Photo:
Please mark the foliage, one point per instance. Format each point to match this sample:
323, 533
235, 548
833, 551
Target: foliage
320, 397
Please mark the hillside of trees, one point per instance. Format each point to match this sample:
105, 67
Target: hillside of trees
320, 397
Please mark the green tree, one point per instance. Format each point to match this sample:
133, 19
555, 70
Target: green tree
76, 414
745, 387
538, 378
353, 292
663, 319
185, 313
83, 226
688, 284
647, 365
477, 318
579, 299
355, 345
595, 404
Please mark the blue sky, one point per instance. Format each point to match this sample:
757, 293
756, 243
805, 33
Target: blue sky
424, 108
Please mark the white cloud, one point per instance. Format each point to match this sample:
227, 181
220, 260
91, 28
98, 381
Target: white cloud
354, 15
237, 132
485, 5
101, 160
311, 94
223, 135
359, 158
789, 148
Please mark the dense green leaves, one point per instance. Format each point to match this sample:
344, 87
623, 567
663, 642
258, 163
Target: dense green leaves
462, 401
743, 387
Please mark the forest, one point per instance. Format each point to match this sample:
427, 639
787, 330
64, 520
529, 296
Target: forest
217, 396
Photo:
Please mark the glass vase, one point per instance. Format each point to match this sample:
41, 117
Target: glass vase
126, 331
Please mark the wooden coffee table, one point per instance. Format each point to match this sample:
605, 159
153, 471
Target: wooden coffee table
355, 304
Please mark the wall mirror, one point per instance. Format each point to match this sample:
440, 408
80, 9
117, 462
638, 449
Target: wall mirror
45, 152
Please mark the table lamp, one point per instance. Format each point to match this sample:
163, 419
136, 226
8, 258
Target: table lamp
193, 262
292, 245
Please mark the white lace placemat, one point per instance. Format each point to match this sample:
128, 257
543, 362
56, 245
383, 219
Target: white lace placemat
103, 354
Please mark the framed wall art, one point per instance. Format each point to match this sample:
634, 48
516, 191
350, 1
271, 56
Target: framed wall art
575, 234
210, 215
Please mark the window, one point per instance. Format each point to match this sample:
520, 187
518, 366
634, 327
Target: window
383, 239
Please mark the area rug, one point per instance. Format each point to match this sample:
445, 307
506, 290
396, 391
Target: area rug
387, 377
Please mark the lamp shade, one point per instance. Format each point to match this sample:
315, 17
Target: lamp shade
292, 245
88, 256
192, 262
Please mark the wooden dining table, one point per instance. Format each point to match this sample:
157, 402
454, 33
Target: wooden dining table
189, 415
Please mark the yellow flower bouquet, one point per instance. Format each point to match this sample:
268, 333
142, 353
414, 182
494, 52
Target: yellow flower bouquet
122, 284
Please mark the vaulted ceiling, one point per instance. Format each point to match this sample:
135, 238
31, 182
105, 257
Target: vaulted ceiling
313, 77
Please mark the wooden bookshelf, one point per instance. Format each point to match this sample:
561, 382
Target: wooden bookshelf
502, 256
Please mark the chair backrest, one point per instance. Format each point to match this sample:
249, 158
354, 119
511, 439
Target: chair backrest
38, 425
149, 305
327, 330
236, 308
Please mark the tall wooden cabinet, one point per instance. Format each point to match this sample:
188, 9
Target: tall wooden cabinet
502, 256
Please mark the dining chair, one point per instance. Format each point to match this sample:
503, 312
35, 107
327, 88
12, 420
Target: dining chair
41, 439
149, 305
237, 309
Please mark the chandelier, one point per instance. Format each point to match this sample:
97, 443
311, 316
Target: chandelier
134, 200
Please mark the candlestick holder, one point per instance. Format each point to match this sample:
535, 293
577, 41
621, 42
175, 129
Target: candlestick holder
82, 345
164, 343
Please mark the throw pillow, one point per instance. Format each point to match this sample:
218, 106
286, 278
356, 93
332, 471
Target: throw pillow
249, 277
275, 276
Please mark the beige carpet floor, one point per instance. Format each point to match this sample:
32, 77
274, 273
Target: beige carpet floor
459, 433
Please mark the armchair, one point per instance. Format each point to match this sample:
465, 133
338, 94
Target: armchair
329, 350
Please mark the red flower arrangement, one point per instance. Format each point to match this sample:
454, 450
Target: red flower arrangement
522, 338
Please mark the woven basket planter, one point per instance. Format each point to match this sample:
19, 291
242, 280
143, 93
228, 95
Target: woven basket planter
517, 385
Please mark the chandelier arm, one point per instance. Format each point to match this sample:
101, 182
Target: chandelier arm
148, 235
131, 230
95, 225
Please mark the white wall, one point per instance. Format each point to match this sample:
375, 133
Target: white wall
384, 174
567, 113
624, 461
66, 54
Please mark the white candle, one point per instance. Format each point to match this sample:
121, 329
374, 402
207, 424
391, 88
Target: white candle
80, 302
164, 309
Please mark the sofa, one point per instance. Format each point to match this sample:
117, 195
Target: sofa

####

■ **What this task involves**
Repeat the records above exactly, leaving none out.

■ **Reply**
Photo:
Please mark the foliage, one point per instance. Format each point to match this sample:
323, 533
235, 548
833, 551
Target: foliage
320, 397
Please mark the hillside of trees, one point per instance. Format each point to match this sample:
105, 67
Target: hillside of trees
320, 397
Please mark the green tree, one point per instance. Format each point to match this sample:
133, 19
555, 70
Target: green tree
76, 414
745, 387
538, 378
353, 292
663, 319
185, 313
83, 226
688, 284
647, 365
477, 318
579, 299
355, 345
595, 404
Please mark the blue sky, one point per instance. Format each point to match this sample:
757, 293
756, 243
805, 33
Target: blue sky
424, 108
Please mark the white cloud, one point per instance. Format each point to match this sample:
227, 181
220, 260
91, 28
98, 381
Target: white cloud
354, 15
237, 132
485, 5
101, 160
311, 94
223, 135
359, 158
789, 148
Please mark the dense green leaves, one point per instance. Format each point to match this sample:
344, 87
623, 567
663, 642
258, 163
Target: dense green leaves
462, 401
743, 387
Please mark the forest, one point per instance. Format each point to match this sample:
427, 639
787, 330
64, 520
529, 296
Target: forest
217, 396
Photo:
Please mark the glass vase, one point per instance. Format each point to match this sample:
41, 117
Target: glass vase
126, 331
Please mark the wooden coffee table, one point per instance. Format each point to match this sample:
605, 159
153, 471
Target: wooden coffee table
355, 304
Please mark the wall mirror, one point per instance. Format each point to match this sample:
440, 408
80, 9
117, 462
638, 449
Target: wall mirror
45, 152
Please mark the table lamp, one point per instance. Format each point to match this sample:
163, 419
136, 226
8, 258
Target: table lamp
193, 262
292, 245
Please mark the white lace placemat, one point per instance. Format each point to match this sample:
128, 257
543, 362
56, 245
383, 219
Target: white lace placemat
103, 354
Please mark the framed wall art, one point per instance. Format each point to match this sample:
634, 48
516, 191
350, 1
271, 56
Target: framed wall art
575, 234
210, 215
Please mark the window, one point per instance. Format each point to match this sample:
520, 187
518, 366
634, 327
Target: window
383, 239
Please mark the area rug, one point per instance. Format each point to match this sample:
445, 307
506, 290
396, 391
Target: area rug
387, 377
Please mark the lamp shade, one point per instance. Format each point to match this sample:
315, 17
Target: lamp shade
292, 245
88, 256
192, 262
Please mark the wooden dining table, one point per instance. Format each point to match this sample:
157, 402
454, 33
Target: wooden dining table
189, 415
Please mark the yellow flower bouquet, one point per instance. Format each point to match this sample:
268, 333
142, 353
414, 182
494, 52
Target: yellow flower bouquet
122, 284
Please mark the vaulted ceiling, one point per instance. Format each point to match this sample:
135, 238
31, 182
105, 257
Target: vaulted ceiling
313, 77
Please mark the wooden bookshelf, one point per instance. Format each point to match this sample:
561, 382
Target: wooden bookshelf
502, 256
Please mark the chair backrest, one point per instance. Format each point to match this sample:
249, 158
354, 119
511, 439
Target: chair backrest
38, 425
149, 305
327, 330
236, 308
Please mark the tall wooden cabinet, one point per instance. Format each point to match this sample:
188, 9
Target: tall wooden cabinet
502, 256
Please mark the dining chair, one point per instance. Format each point to match this sample:
503, 312
35, 107
327, 88
12, 420
Target: dining chair
41, 439
149, 305
237, 309
Please mark the chandelier, one point per instance. Format each point to match this sample:
97, 443
311, 316
Target: chandelier
134, 200
Please mark the candlestick holder, one point per instance. Format each point to match this sample:
535, 293
577, 41
621, 42
175, 129
Target: candlestick holder
82, 345
164, 343
Please mark the throw pillow, one point per instance. Format each point to match this sample:
218, 106
286, 278
356, 93
332, 471
Target: throw pillow
249, 277
275, 276
Please mark the beige carpet floor, one point per instance. Format each point to match this sample:
32, 77
274, 273
Target: beige carpet floor
459, 433
Please mark the armchair, one point per instance. Format each point to match this sample:
465, 133
338, 94
Target: armchair
329, 350
Please mark the red flower arrangement, one point per instance. Format each point to match this sample:
454, 450
Target: red flower arrangement
522, 338
Please mark the woven basket planter, one point per instance. Format each point to match this sample:
19, 291
242, 280
143, 93
228, 95
Target: woven basket planter
517, 385
Please mark the chandelier arm, one point per instance. Format each point to match this sample:
101, 182
Target: chandelier arm
148, 235
131, 230
95, 225
Please mark the white wall, one point per instance. Format each point to match this sample:
375, 133
Target: white wall
384, 174
567, 113
624, 461
66, 54
Please mark the white candle, one point per instance. Format each point to match this sample:
121, 329
374, 402
207, 424
391, 88
Target: white candle
80, 302
164, 309
Please mark the sofa, one point per instance. Format each point to match this sample:
117, 195
Target: sofa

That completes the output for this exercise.